DATA SUPPLIED:
* * * * * * *
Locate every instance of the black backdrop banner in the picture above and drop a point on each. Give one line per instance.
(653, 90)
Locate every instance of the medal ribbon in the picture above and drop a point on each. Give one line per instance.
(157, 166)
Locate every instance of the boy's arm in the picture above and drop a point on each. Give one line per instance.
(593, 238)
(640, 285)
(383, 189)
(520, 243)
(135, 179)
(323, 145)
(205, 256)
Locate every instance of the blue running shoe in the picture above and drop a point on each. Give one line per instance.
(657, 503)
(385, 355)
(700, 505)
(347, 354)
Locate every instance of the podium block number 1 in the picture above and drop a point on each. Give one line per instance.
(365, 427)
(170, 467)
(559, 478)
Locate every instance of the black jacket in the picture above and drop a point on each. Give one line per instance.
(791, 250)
* * * * * * *
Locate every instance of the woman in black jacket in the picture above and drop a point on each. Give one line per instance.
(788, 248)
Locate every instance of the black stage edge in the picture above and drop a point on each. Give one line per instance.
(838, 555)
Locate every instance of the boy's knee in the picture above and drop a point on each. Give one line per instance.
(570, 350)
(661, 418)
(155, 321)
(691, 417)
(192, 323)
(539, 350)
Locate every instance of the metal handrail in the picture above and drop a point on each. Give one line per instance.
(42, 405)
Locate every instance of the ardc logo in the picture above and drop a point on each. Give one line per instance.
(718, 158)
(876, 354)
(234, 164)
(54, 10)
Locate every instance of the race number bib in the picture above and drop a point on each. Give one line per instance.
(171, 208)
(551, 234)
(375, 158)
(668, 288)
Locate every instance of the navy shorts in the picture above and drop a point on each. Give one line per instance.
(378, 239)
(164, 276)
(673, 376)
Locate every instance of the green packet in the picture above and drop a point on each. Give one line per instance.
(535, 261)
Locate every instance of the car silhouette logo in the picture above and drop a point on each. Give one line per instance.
* * * * * * *
WRITTEN INSTRUCTION:
Output the lines of the material between the line containing "Locate every instance of the green" and the line containing "Locate every instance of the car", inclusive, as a Markdown table. Use the columns Row and Line, number each row, and leave out any blank lines.

CORRECT RESPONSE:
| Row | Line |
|---|---|
| 1 | Locate every instance of the green packet in the picture above and drop a point on each. Give one line per instance. |
| 2 | (535, 261) |
| 3 | Locate every instance of the car silhouette logo in the picture above and drop a point on each. Give one line per instance. |